# [GIVEN REQUEST]
Give only the lines from the one containing "Annotate the white plate" through the end of the material below, exactly as written.

# [THE RECORDS]
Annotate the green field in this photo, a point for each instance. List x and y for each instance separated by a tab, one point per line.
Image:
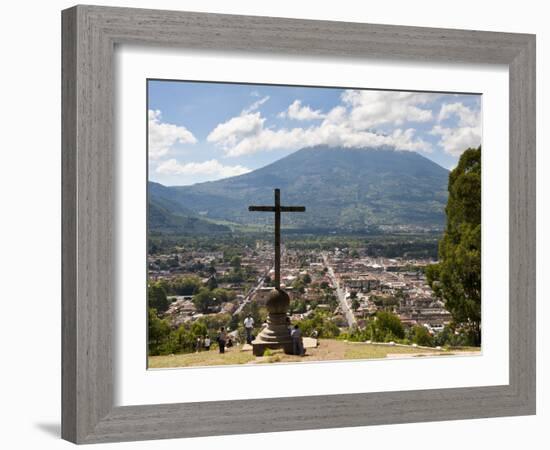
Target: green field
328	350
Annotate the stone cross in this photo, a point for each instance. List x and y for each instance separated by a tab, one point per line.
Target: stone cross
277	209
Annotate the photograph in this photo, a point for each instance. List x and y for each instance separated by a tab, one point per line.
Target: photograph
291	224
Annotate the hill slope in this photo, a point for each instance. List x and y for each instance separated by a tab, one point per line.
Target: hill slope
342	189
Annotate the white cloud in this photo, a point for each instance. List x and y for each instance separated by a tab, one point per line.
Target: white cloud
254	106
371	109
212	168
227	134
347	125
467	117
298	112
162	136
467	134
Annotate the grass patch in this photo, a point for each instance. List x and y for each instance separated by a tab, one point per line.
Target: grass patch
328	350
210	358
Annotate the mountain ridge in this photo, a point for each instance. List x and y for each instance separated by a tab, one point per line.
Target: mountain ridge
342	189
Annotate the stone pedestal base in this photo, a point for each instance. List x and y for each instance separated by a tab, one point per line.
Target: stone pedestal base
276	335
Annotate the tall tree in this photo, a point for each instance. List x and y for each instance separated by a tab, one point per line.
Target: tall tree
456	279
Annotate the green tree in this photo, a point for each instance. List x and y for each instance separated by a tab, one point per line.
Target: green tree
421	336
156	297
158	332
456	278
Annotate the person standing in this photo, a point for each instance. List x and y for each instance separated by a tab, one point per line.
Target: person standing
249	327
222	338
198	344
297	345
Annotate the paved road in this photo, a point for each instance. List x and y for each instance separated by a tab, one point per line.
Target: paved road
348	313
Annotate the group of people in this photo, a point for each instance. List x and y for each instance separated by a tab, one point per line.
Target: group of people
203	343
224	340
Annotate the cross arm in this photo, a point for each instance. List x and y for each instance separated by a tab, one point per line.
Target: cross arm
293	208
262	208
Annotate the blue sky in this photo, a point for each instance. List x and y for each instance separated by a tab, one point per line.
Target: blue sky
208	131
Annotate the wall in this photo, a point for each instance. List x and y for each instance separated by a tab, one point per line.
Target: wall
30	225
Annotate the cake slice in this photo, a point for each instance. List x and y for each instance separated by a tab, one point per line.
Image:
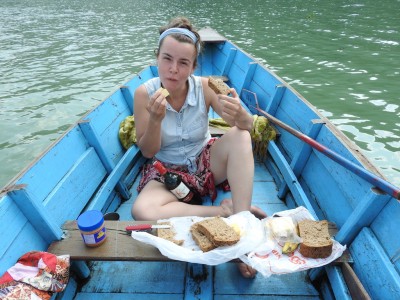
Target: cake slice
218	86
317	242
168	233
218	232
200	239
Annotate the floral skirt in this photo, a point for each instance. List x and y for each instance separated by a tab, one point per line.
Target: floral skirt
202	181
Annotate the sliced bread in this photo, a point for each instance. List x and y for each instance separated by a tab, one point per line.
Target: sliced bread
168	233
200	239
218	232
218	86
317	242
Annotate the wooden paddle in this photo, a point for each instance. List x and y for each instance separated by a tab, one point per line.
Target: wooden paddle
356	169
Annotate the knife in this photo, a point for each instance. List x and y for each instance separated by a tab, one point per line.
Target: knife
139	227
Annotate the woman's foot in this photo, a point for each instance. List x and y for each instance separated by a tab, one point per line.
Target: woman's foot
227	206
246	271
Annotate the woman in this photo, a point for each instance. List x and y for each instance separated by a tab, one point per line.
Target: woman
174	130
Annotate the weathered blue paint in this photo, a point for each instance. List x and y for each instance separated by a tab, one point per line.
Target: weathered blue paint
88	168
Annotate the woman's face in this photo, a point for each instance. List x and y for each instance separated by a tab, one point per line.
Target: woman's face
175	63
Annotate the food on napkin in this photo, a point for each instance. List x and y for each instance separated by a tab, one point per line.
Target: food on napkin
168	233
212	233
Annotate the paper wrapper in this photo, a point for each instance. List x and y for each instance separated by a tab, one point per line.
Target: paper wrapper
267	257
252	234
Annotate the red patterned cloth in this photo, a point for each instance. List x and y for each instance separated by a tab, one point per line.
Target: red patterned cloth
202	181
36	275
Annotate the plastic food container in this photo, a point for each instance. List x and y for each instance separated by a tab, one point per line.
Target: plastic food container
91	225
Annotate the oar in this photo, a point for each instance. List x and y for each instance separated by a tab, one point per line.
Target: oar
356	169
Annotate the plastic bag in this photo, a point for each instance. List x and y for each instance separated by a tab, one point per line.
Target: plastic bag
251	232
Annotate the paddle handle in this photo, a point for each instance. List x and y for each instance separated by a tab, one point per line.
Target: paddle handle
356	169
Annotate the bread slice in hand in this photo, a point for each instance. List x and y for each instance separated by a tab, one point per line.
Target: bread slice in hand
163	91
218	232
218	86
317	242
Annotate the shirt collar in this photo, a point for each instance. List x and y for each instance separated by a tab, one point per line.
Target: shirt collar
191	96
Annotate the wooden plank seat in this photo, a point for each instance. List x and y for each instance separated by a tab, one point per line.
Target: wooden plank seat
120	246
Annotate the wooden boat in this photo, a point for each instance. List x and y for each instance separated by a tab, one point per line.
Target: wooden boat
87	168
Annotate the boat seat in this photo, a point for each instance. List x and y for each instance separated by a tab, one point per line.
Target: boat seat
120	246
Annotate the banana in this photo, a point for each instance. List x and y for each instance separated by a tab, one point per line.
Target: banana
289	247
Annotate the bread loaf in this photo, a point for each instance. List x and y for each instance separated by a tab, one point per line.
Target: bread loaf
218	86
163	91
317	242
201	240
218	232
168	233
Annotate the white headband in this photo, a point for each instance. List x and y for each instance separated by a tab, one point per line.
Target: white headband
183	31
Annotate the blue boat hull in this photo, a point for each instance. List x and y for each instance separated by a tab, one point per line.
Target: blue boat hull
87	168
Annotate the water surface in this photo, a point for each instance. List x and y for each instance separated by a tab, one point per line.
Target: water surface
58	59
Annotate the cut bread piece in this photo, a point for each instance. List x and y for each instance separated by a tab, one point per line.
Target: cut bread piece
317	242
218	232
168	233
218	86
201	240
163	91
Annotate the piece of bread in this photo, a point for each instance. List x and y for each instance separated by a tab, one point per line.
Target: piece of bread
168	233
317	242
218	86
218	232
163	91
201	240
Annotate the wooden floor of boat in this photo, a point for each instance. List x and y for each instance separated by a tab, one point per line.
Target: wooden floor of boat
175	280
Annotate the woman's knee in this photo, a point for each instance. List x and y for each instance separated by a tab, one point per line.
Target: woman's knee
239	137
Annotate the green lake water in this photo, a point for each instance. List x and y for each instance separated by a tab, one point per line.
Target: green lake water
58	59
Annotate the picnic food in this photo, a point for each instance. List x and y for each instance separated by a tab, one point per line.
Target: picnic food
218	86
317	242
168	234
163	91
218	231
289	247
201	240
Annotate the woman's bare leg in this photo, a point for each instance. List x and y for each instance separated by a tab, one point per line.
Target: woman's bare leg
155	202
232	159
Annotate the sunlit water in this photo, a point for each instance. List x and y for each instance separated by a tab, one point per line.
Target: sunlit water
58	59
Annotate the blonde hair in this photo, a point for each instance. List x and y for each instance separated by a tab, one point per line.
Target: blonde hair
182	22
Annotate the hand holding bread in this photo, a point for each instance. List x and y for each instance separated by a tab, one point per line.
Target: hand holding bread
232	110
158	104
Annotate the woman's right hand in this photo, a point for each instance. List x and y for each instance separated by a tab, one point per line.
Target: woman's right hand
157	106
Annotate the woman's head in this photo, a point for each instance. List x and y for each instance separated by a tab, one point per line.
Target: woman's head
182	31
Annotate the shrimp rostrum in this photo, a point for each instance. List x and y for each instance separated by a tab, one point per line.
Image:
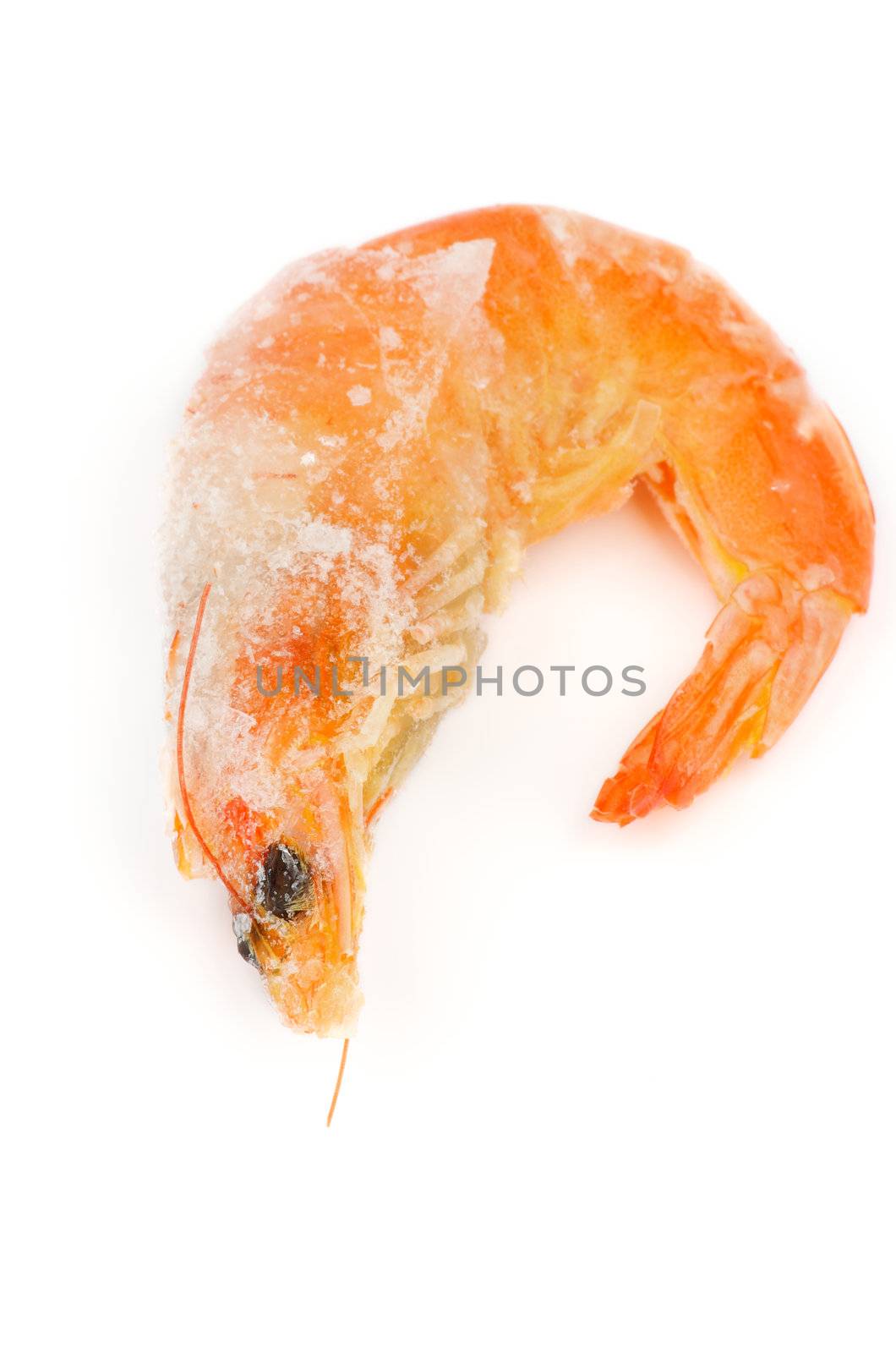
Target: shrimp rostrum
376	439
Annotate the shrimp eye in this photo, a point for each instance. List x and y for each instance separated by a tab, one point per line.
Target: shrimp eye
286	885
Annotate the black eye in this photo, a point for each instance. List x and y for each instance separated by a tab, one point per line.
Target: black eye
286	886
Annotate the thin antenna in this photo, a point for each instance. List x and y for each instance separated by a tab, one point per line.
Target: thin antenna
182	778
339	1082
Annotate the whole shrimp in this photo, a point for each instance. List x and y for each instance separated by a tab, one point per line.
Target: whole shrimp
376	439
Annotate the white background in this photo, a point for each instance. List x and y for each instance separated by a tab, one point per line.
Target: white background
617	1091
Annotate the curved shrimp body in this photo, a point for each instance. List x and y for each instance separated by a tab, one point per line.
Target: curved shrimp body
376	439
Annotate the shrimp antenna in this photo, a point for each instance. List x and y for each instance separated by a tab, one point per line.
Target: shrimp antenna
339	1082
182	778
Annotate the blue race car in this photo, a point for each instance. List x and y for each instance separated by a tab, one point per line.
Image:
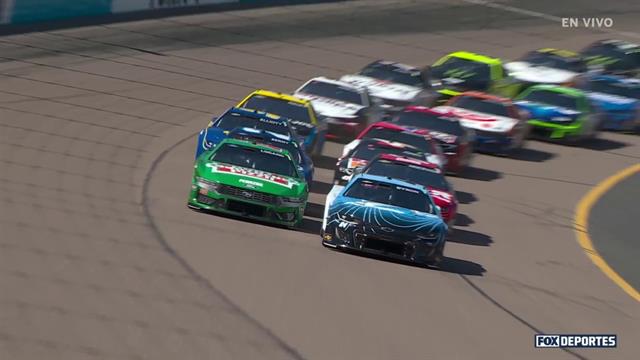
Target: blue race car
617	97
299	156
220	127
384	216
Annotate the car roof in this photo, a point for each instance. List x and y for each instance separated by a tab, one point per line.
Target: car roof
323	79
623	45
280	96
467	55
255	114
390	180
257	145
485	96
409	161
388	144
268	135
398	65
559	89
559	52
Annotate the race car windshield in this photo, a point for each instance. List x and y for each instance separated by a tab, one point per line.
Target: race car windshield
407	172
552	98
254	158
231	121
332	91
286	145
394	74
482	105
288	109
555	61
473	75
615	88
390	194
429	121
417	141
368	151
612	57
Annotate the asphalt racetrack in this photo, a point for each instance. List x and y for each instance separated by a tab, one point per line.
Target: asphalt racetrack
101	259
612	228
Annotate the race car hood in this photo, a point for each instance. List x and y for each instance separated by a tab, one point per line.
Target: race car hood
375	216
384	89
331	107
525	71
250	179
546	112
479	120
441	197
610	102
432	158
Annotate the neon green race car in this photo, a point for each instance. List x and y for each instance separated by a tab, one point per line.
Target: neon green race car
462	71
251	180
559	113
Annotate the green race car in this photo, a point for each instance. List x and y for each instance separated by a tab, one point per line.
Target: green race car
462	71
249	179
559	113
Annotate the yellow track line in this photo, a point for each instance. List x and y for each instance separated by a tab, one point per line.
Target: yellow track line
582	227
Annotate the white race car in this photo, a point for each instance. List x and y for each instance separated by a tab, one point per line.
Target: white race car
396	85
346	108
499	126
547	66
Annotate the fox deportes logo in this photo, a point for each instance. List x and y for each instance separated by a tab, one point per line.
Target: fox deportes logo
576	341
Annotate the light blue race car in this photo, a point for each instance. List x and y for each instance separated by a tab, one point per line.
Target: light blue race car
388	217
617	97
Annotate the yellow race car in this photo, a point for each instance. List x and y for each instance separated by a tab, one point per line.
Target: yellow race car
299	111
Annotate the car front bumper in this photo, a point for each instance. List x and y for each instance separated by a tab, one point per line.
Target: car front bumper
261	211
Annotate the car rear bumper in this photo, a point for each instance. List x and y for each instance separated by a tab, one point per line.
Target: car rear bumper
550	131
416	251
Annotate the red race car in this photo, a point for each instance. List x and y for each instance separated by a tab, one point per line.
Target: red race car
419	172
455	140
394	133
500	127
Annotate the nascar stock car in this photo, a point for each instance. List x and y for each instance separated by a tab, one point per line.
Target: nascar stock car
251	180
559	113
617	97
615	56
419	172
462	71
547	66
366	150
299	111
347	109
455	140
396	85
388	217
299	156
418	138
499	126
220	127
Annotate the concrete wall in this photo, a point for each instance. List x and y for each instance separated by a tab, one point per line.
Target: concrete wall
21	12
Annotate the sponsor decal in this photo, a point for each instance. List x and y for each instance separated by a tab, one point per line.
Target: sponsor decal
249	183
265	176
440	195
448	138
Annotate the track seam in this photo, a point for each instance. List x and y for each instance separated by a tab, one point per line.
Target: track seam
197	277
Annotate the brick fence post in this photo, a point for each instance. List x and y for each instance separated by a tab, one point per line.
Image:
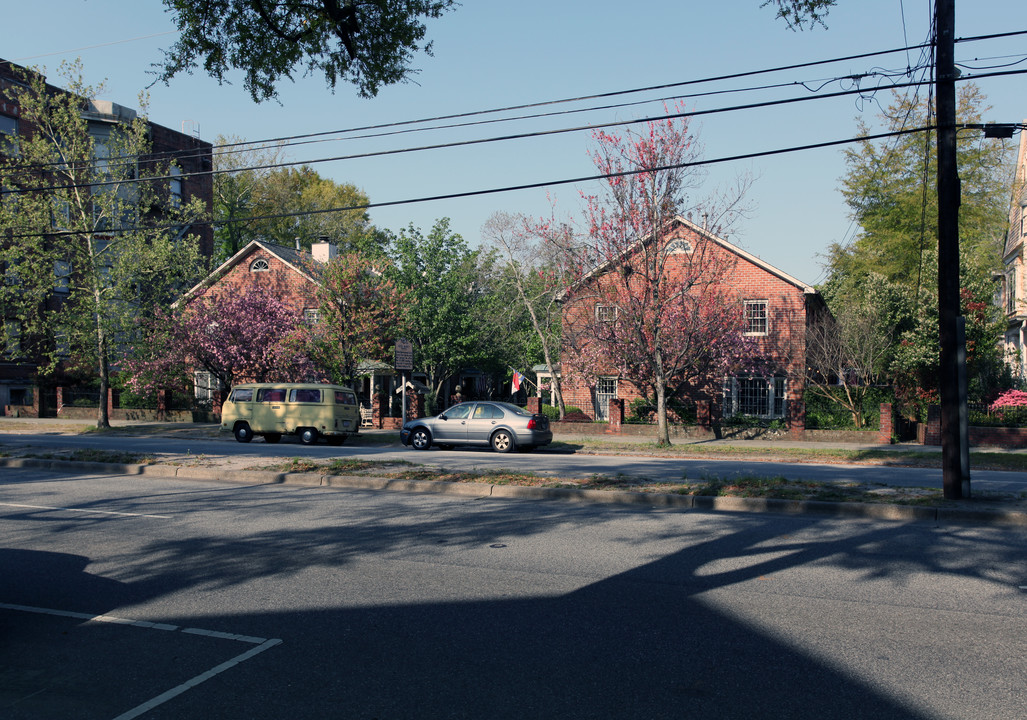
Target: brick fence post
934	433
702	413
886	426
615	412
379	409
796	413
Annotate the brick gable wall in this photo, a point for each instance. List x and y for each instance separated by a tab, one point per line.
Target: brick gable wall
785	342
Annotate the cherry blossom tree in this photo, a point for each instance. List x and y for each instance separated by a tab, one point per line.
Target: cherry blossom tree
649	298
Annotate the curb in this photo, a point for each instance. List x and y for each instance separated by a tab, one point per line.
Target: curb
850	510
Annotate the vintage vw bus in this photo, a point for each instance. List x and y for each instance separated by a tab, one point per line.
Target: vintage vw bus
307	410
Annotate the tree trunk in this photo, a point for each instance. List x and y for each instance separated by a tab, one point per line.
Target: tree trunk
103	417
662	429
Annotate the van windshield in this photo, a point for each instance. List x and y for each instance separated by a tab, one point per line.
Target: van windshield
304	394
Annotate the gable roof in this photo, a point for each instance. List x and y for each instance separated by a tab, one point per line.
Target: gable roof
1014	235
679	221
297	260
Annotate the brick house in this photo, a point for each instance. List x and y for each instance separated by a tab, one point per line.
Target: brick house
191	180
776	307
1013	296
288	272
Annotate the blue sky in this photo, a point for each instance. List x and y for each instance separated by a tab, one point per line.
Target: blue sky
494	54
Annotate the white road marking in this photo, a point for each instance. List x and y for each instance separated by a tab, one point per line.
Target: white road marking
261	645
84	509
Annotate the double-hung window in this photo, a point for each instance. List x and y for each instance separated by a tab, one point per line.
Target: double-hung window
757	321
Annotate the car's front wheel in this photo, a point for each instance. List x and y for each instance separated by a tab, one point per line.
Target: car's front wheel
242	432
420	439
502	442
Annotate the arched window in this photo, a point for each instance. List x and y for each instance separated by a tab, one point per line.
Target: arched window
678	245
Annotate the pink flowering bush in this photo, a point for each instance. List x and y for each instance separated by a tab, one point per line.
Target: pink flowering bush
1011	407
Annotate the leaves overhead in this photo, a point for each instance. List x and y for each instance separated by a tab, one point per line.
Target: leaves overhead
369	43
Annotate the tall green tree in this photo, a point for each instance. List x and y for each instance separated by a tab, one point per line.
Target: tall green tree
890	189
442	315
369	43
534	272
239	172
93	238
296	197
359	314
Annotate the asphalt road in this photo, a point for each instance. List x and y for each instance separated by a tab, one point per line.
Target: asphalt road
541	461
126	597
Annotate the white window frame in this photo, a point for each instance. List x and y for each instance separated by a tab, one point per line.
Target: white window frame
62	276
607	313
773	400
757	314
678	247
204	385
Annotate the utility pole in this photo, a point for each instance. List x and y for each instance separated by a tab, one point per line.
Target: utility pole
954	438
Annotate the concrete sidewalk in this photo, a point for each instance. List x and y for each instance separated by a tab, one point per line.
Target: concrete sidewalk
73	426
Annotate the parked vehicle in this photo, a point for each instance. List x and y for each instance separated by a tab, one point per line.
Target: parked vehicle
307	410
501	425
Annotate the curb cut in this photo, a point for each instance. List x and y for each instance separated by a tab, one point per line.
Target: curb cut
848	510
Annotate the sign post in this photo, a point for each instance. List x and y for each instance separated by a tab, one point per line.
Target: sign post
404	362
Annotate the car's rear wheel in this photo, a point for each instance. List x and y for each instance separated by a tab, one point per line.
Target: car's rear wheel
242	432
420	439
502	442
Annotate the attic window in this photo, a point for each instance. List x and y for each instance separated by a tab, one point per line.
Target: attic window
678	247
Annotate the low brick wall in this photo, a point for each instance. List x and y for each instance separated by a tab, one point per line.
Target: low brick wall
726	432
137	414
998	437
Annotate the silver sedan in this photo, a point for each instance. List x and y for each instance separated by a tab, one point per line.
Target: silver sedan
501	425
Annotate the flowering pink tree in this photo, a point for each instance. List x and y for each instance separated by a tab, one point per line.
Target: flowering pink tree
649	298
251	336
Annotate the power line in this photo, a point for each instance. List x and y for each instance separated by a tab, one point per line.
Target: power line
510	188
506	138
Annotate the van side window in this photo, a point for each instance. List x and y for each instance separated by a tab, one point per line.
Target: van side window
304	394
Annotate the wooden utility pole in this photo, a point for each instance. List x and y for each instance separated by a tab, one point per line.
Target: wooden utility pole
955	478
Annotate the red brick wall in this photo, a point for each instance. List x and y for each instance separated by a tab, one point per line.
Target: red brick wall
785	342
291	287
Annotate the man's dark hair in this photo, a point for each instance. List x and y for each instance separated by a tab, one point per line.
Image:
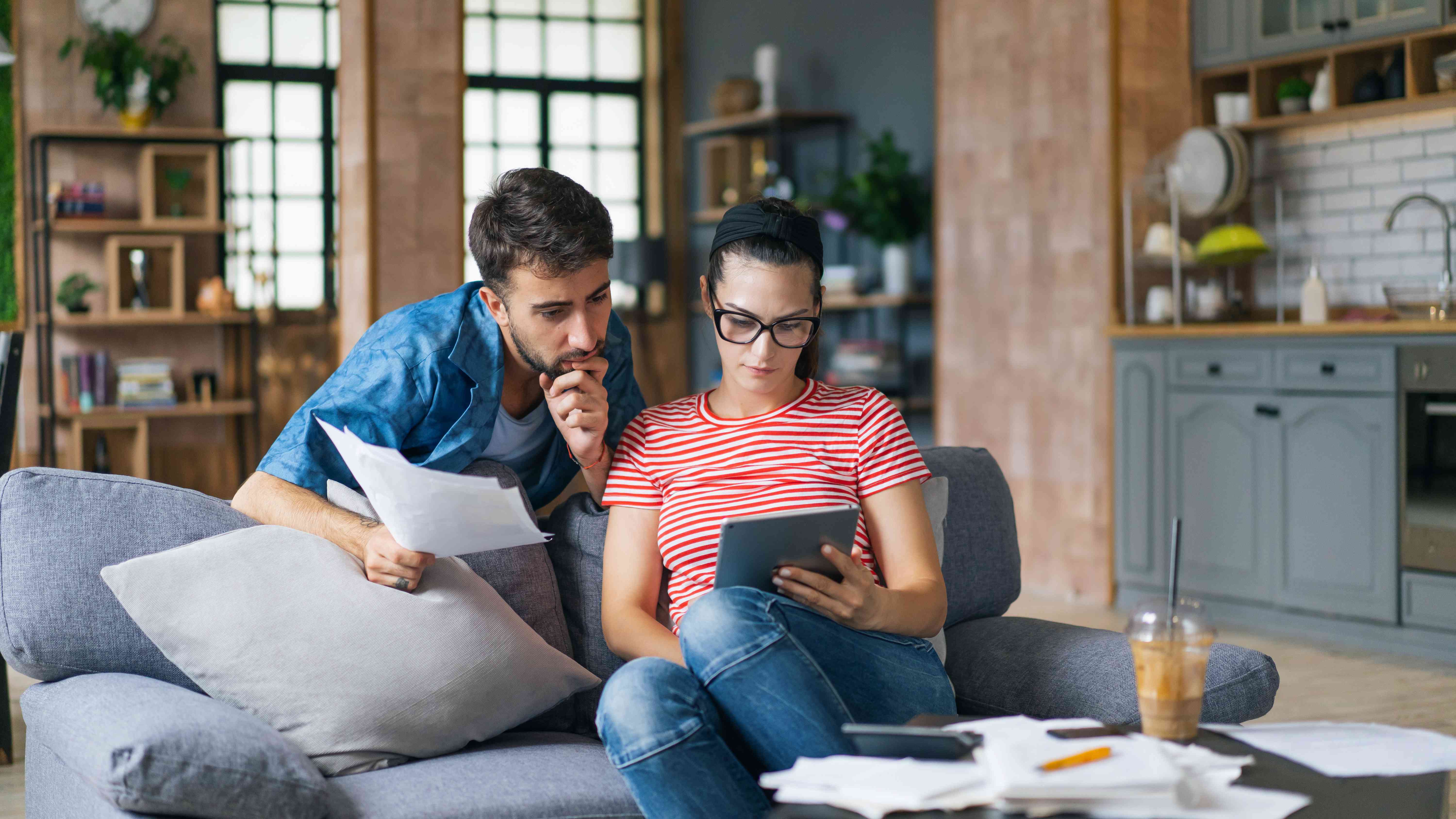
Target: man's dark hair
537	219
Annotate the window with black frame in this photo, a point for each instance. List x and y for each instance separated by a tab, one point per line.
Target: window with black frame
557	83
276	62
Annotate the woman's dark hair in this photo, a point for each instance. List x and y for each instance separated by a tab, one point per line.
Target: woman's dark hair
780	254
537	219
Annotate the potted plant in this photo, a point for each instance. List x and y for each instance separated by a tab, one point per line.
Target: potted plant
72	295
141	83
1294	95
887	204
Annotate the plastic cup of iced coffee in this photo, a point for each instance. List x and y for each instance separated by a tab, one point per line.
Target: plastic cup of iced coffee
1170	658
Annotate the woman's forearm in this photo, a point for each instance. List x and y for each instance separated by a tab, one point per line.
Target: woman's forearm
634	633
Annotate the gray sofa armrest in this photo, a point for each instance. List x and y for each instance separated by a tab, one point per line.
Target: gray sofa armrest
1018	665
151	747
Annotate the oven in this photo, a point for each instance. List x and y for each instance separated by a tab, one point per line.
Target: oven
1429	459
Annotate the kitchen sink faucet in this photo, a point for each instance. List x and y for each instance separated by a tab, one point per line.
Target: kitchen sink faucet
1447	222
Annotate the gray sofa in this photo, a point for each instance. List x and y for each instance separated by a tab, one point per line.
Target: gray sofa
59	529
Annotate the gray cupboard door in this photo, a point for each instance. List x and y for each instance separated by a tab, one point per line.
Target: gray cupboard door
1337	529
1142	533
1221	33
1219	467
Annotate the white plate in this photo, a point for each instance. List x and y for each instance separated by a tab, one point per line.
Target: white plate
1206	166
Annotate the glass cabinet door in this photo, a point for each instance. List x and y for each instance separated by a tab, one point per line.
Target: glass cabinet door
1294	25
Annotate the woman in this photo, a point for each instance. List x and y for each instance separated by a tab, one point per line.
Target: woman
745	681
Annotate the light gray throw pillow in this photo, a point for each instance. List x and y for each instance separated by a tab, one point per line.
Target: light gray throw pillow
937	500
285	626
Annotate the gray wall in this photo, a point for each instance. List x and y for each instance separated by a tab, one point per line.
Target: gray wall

# [OUTPUT OF THE EXERCISE]
Annotate the white plate in this photo, a point for each instance. List x and y for each instance separated by a tab, one point per line.
Target: white plate
1206	166
Annotate the glass cabinet door in this photo, a point for each instance. List x and y for each instance separated by a tab, one point per line.
Target: glass cabinet door
1294	25
Annotate the woman in this photo, a point for each instance. List x and y for each instance separated by a tab, one point per line.
Target: woman
745	681
Annotate the light gray throw pillow in this photo, a point for each instance. List x and y for each instance separated by a tab, one point per line.
Target: light gray throw pillow
937	500
285	626
Annotate the gray wall in this photo, a point for each instance. List x and y for each instance separated by a tab, one point per line.
Target: gray wall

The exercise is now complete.